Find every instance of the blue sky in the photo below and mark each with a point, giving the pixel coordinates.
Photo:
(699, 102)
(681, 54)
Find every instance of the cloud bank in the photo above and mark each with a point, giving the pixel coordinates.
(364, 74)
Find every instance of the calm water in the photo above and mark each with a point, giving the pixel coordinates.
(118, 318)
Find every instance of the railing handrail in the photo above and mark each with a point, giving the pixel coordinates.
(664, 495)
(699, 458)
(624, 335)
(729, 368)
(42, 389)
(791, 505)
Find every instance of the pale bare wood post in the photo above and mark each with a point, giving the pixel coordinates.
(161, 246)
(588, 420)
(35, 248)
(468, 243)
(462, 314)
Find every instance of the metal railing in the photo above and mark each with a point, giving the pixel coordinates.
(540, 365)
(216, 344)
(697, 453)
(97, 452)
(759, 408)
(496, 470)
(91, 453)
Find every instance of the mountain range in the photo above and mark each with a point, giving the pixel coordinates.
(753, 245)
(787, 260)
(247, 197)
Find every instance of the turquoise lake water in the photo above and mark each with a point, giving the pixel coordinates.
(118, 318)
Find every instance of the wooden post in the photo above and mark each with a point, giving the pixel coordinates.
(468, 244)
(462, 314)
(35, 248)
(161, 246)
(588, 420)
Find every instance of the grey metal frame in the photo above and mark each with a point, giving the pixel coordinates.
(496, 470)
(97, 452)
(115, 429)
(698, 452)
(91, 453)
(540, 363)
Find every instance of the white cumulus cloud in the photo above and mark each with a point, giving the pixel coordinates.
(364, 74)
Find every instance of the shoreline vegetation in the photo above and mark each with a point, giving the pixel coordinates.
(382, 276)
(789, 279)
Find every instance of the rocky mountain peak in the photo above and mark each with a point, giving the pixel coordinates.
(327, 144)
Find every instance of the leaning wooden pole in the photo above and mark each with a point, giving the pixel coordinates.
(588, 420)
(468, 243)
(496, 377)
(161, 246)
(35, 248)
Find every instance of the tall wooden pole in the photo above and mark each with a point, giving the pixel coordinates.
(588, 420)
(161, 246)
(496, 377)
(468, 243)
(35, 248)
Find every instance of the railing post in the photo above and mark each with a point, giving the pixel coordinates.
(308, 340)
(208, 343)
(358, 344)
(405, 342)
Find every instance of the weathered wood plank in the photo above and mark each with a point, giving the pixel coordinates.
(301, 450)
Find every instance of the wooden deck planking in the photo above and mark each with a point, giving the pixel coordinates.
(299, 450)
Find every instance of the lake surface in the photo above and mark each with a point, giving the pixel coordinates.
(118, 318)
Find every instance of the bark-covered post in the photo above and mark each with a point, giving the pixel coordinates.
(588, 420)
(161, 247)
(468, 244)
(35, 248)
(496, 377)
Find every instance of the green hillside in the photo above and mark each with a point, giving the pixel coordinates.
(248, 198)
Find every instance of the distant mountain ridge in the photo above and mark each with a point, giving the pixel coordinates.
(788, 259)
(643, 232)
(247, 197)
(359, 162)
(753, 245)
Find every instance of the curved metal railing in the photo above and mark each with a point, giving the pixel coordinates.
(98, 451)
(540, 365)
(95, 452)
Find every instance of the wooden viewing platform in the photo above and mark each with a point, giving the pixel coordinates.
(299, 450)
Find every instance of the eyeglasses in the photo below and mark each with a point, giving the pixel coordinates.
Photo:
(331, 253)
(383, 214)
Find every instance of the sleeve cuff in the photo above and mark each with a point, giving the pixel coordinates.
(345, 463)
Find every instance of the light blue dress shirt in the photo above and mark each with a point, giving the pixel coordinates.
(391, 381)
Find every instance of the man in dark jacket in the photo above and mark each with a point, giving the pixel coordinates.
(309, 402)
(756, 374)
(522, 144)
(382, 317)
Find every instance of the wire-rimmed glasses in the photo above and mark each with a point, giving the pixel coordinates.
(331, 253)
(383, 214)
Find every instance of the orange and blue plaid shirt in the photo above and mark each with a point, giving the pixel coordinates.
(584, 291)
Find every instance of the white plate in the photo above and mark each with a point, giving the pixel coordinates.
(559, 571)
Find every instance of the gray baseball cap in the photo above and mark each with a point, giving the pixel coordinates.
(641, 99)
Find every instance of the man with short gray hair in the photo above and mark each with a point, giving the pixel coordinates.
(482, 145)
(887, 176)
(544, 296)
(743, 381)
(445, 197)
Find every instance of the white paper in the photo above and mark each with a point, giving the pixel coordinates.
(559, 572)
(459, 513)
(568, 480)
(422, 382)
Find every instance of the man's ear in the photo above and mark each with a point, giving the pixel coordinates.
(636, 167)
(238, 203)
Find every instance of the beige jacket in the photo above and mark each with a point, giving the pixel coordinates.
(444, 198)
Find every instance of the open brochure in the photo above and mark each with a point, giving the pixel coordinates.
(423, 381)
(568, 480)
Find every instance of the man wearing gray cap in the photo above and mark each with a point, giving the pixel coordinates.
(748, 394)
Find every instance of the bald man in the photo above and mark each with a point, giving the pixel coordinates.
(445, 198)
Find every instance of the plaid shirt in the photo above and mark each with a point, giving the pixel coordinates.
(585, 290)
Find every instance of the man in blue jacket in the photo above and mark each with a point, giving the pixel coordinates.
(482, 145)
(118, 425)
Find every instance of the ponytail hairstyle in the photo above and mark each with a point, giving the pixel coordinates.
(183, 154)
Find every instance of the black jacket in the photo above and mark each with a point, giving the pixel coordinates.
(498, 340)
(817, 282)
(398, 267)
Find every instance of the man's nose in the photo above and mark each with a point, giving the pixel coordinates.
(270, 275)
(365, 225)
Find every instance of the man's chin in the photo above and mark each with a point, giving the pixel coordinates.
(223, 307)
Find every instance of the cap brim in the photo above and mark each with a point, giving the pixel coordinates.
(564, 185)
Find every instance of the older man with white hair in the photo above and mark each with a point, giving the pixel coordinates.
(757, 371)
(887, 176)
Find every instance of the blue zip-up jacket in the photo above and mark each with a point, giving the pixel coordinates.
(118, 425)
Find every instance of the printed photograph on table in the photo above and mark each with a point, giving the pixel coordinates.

= = = = = = =

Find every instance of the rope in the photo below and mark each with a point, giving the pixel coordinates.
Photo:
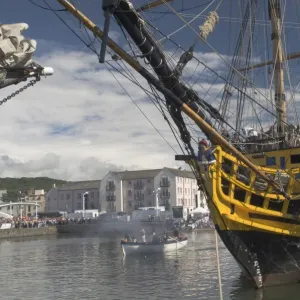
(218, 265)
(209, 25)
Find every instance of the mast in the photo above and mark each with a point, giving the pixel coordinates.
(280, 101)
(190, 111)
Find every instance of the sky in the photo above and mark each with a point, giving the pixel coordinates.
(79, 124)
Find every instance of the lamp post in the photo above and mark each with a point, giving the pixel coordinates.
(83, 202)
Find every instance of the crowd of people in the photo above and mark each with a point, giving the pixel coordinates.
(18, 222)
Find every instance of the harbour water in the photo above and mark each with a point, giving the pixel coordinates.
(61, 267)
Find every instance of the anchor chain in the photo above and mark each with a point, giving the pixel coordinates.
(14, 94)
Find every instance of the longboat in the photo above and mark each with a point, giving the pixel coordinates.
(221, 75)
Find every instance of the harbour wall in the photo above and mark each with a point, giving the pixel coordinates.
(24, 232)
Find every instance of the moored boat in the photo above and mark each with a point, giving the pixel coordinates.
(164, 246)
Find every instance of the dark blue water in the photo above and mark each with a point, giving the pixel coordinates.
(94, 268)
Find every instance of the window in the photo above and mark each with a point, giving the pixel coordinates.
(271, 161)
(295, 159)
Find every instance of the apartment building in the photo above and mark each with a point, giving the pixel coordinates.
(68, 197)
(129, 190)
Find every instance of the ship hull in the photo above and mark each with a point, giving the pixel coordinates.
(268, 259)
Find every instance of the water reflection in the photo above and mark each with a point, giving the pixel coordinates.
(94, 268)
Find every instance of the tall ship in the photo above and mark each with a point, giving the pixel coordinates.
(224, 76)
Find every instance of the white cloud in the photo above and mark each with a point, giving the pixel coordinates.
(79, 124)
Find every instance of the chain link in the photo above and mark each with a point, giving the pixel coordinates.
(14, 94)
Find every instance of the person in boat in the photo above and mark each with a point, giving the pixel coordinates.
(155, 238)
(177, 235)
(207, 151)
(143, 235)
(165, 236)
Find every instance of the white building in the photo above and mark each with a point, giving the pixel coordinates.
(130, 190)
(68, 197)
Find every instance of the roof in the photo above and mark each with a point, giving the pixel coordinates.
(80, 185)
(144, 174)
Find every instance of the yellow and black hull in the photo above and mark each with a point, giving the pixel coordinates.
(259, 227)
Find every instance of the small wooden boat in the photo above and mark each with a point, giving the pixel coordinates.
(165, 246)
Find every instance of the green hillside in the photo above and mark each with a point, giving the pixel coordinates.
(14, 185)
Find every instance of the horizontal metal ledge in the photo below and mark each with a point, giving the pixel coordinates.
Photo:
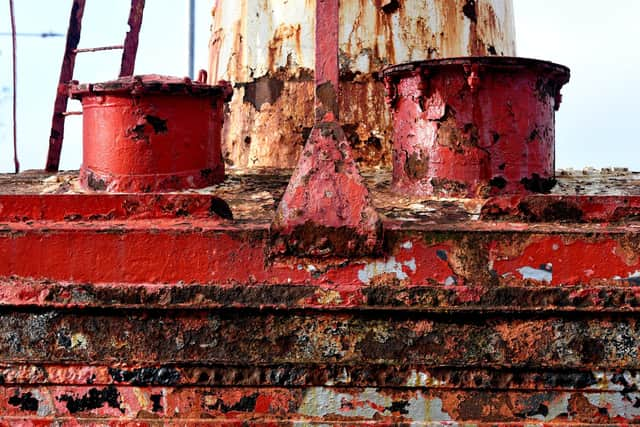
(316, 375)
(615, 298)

= = = = = = =

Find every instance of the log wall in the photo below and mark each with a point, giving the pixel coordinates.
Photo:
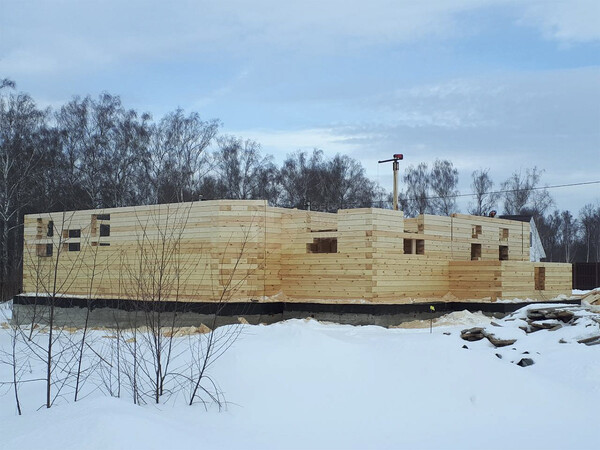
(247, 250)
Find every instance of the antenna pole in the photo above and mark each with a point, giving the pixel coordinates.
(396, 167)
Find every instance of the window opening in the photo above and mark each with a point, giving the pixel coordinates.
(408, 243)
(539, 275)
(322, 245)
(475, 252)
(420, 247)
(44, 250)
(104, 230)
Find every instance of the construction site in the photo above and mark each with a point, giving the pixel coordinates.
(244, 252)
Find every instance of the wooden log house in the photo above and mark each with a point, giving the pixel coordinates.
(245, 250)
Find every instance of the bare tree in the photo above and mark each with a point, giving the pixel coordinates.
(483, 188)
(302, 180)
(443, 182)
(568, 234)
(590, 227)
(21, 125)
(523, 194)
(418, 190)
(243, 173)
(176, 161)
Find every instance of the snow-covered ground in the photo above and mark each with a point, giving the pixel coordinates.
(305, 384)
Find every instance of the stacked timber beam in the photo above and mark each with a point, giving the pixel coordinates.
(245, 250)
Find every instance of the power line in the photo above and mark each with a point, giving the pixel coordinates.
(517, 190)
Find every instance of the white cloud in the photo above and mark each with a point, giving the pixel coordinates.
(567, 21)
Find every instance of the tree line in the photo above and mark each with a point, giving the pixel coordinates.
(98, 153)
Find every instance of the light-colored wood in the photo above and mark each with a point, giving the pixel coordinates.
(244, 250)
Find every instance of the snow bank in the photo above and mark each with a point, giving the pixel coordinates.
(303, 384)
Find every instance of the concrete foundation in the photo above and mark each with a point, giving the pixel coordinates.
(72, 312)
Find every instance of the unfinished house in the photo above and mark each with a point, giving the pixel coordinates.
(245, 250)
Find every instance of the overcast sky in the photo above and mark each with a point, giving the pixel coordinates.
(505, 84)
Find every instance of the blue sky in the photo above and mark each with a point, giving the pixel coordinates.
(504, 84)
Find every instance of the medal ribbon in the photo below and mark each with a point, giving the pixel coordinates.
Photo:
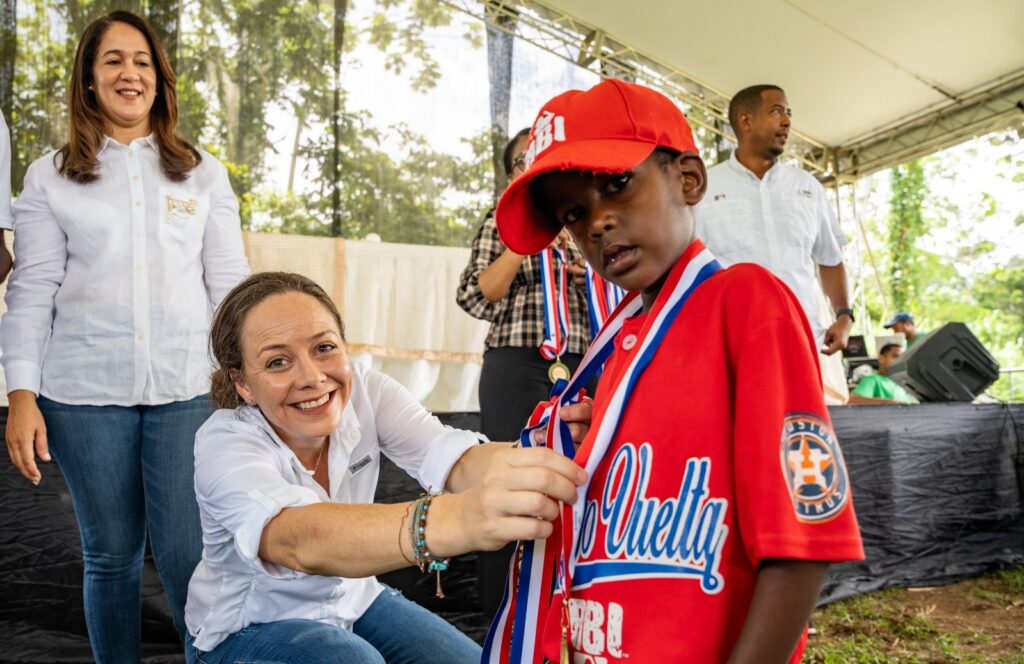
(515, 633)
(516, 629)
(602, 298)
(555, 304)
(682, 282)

= = = = = = =

- [EXERCISE DIRECTIONS]
Please pick out every line in the data above that contains the word "wall" and copy each one.

- [RIGHT ANSWER]
Find every instance of the harbour wall in the photo above and mark each with a point, giving the pixel coordinates.
Find every instance of the log wall in the photo below and mark each with a point, giving the pixel coordinates.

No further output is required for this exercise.